--- DATA SUPPLIED Enclosed Below ---

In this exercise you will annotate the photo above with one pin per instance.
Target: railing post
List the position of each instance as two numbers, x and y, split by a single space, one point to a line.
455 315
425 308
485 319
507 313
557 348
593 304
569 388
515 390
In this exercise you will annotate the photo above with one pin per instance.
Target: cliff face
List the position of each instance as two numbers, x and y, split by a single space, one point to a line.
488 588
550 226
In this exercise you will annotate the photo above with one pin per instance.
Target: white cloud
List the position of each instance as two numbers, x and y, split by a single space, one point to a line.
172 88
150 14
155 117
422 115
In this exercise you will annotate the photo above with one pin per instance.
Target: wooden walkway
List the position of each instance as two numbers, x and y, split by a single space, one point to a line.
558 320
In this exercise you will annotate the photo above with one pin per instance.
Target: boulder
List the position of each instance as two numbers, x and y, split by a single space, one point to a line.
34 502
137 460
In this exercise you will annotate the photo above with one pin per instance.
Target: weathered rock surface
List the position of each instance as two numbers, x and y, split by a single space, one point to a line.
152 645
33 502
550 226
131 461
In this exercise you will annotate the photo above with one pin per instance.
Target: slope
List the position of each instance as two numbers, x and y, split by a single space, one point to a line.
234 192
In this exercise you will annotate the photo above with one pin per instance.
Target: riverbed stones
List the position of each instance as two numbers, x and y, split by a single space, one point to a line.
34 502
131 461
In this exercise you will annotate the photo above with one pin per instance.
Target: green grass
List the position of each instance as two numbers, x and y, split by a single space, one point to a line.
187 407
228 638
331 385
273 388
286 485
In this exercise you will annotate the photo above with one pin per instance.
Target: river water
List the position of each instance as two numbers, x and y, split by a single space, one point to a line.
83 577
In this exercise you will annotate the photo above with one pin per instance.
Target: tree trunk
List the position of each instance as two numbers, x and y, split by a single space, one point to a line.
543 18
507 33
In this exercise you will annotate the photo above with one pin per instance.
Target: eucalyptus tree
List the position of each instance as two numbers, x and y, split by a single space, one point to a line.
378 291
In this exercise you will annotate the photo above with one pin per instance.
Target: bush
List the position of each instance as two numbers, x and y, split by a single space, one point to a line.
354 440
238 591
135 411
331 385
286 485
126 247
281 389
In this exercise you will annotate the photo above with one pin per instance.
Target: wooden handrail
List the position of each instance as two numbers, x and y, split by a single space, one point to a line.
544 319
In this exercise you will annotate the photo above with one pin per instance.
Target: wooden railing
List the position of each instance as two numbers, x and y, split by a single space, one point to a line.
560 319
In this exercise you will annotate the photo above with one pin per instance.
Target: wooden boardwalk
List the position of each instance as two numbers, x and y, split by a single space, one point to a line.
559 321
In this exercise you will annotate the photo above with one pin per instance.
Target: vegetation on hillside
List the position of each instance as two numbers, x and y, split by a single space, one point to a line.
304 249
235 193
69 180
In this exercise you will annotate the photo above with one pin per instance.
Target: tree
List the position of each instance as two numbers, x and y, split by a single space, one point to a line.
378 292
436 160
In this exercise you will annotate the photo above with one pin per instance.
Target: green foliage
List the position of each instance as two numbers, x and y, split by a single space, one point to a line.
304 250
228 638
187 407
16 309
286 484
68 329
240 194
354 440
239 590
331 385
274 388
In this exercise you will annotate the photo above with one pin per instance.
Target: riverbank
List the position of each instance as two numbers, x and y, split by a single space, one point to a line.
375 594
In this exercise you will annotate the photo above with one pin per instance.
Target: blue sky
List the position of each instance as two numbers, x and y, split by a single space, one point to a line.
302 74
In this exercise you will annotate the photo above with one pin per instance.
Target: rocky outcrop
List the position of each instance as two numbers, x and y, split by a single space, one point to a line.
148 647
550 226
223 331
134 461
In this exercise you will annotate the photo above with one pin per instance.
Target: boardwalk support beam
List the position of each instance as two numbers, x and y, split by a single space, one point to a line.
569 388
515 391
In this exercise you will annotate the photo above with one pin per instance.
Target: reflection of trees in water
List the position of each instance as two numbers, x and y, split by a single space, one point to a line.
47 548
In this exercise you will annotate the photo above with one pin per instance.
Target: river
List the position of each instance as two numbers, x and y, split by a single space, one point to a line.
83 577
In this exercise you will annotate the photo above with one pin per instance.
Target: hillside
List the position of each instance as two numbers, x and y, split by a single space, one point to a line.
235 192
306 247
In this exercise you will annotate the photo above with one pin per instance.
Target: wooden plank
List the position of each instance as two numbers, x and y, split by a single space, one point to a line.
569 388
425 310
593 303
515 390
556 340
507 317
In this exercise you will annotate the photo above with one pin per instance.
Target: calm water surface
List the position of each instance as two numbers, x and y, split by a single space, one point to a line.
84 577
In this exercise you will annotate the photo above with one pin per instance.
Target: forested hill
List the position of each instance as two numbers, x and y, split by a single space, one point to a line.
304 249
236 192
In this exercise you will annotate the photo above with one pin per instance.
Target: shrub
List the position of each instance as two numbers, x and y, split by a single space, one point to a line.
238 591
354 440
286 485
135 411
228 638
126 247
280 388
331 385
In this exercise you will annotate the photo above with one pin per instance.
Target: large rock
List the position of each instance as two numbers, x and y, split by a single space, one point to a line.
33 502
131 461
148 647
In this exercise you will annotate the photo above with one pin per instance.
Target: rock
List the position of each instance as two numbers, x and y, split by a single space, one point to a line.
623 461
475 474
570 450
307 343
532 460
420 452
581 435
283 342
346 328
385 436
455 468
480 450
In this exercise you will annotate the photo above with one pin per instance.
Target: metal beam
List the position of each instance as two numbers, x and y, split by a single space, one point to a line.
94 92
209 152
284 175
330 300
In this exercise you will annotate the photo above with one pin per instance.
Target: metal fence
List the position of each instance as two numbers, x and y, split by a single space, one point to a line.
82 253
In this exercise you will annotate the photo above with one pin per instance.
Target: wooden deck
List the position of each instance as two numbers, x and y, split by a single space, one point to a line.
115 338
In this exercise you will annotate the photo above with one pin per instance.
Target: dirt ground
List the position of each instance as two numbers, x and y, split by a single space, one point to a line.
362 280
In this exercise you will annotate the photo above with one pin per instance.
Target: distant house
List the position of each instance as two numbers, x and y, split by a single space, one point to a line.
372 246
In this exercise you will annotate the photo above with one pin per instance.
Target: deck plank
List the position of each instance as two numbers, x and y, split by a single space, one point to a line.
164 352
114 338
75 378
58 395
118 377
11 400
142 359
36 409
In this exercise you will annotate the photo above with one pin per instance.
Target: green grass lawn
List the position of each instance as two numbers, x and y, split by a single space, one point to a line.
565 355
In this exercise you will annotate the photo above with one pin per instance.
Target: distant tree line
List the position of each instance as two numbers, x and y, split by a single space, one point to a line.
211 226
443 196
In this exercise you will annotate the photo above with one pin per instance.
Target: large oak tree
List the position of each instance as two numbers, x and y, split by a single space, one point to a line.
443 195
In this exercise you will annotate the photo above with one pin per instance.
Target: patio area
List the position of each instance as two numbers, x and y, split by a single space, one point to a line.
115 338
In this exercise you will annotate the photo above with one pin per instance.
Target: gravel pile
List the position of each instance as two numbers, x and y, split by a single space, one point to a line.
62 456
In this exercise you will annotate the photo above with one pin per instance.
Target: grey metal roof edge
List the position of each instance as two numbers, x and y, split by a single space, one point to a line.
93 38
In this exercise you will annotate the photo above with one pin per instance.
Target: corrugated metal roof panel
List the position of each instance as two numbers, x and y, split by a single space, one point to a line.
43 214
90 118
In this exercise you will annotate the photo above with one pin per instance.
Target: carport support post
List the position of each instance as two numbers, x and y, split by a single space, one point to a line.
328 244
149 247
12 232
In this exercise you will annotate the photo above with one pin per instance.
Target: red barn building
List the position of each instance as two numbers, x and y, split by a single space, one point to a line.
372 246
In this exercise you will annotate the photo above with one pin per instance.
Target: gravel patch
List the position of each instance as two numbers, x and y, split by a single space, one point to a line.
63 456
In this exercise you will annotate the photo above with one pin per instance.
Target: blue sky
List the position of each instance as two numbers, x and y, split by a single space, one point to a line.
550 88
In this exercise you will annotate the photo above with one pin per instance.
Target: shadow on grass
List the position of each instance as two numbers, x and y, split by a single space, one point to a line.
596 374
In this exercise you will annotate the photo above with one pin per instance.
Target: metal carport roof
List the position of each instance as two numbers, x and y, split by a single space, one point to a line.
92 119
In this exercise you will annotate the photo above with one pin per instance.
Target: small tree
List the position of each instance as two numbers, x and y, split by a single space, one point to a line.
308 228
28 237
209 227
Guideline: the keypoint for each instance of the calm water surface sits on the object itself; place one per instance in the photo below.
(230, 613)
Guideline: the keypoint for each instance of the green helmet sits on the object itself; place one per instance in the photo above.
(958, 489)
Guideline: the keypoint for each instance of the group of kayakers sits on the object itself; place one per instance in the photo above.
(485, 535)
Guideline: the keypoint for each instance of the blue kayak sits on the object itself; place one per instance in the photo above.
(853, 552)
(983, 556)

--- End of Enclosed DATA SUPPLIED ---

WORK INSTRUCTION » Repeat every line exactly, starting with the first line of the entries, and stop once the line containing "Target: white cloud" has been given.

TASK RESULT »
In this exercise you will annotate the photo above with one pin per instance.
Target: railing post
List the position of each instance as two numbers, x and y, split by a single space, one point to a line.
455 315
425 308
485 319
507 313
557 348
593 304
569 388
515 390
In this exercise you will annotate the photo above with one pin per instance.
Target: cliff face
List the position of each instance as two numbers, x and y, split by a single space, one point to a line.
488 588
550 226
In this exercise you will annotate the photo above with one pin per instance.
Target: white cloud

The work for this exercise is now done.